=== Zu erledigende Aufgabe ===
Gib aus dem Forenthread zur Antec-H920-Software den Abschnitt unverändert aus, der bei den Worten "So das ich zb." beginnt und nach den Worten "Erfolg. (Registry gesäubert)" endet.

=== Quellenauszug ===
————
# Antec H920 Software wird nur unvollständig dargestellt.



## Brandenburg (8. Mai 2013)

*Antec H920 Software wird nur unvollständig dargestellt.*

Hallo, habe leider das Problem das die Software der Antec H2o 920 Wasserkühlung nicht vollständig dargestellt wird.
So das ich zb. keine Farben am Kühler verändern kann. Habe mehrmals die  Software installiert und deinstalliert jedoch ohne Erfolg. (Registry gesäubert)
Der untere Teil wird nur teilweise dargestellt. (siehe Ahnhang) Würde mich jetzt nicht weiter stören, jedoch kann ich so keine Einstellungen vornehmen.
Auch im Netz habe ich nichts dergleichen finden können. Echt nervig die Software...Weiß wer woran das liegen könnte?

Gruß Michael


----------



## R@ven (8. Mai 2013)

*AW: Antec H920 Software wird nur unvollständig dargestellt.*

Ist vielleicht die Anzeige in Windows vergrößert (z.B 125%), weil manche Programme haben damit Probleme und stellen dann den Inhalt nicht mehr richtig da.

Eine Möglichkeit wäre mit Rechtsklick -> Eigenschaften -> Kompatibilität, dort den Hacken bei "Skalierung bei hohem DPI Wert deaktivieren" zu setzen.


----------



## cryzen (8. Mai 2013)

*AW: Antec H920 Software wird nur unvollständig dargestellt.*

installiere mal netframework 4.5 neu oder wenn nicht reparieren , kumpel hatte das gleiche problem mal und das habe ich das ausprobiert und es hat geholfen , ist die per usb  am board angeschlossen ? 

( schon evga precision x offen damit man deine titan sieht hehe )


----------



## hotfirefox (8. Mai 2013)

*AW: Antec H920 Software wird nur unvollständig dargestellt.*

Da gehörts rein 
http://extreme.pcgameshardware.de/w...hlungen-corsair-h-0-antec-h20-coolit-eco.html


----------



## Brandenburg (8. Mai 2013)
————
=== Auszug aus Datensatz ===
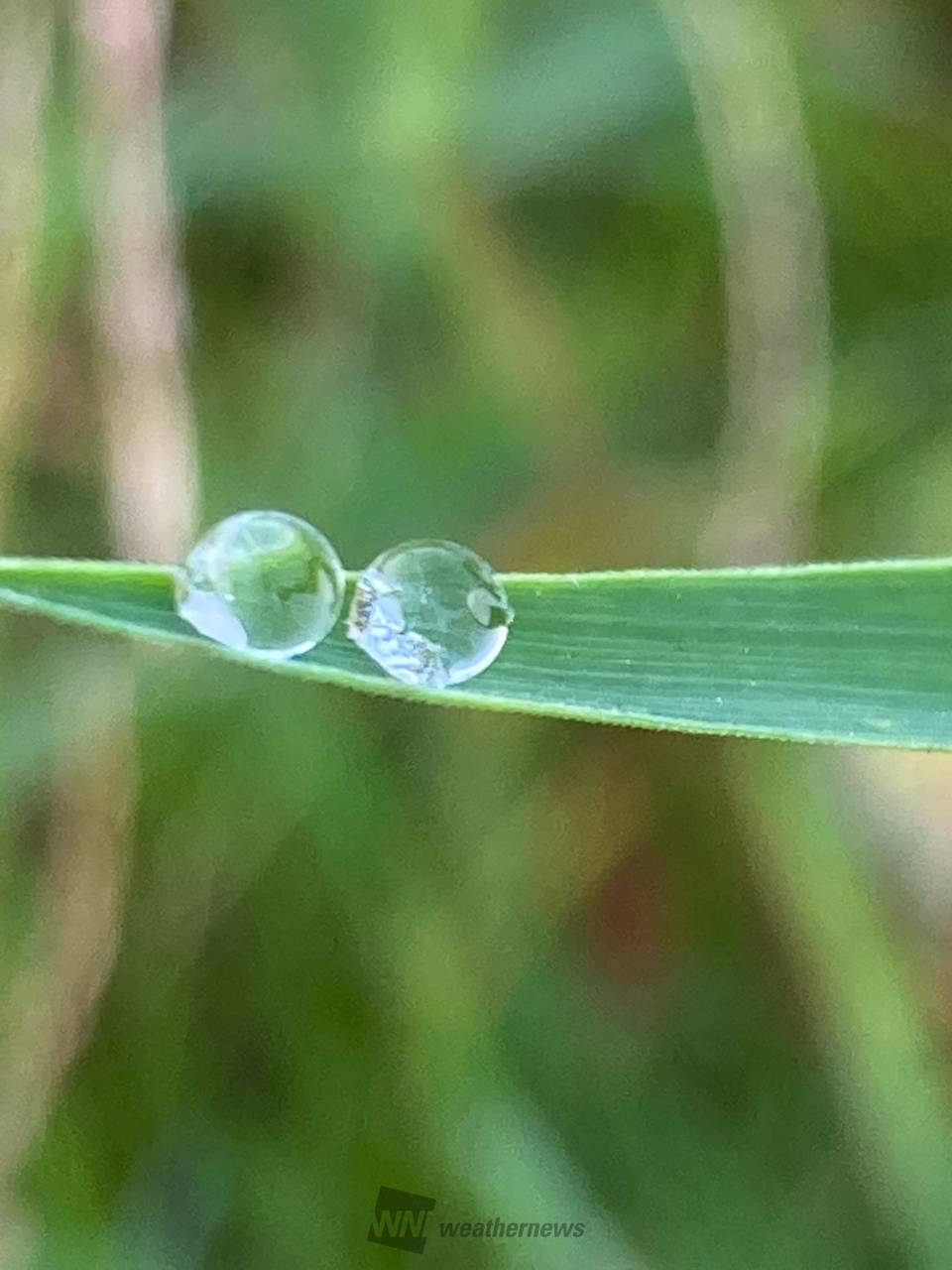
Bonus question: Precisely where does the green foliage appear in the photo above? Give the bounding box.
[0,0,952,1270]
[0,559,952,749]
————
=== Die Lösung ===
So das ich zb. keine Farben am Kühler verändern kann. Habe mehrmals die  Software installiert und deinstalliert jedoch ohne Erfolg. (Registry gesäubert)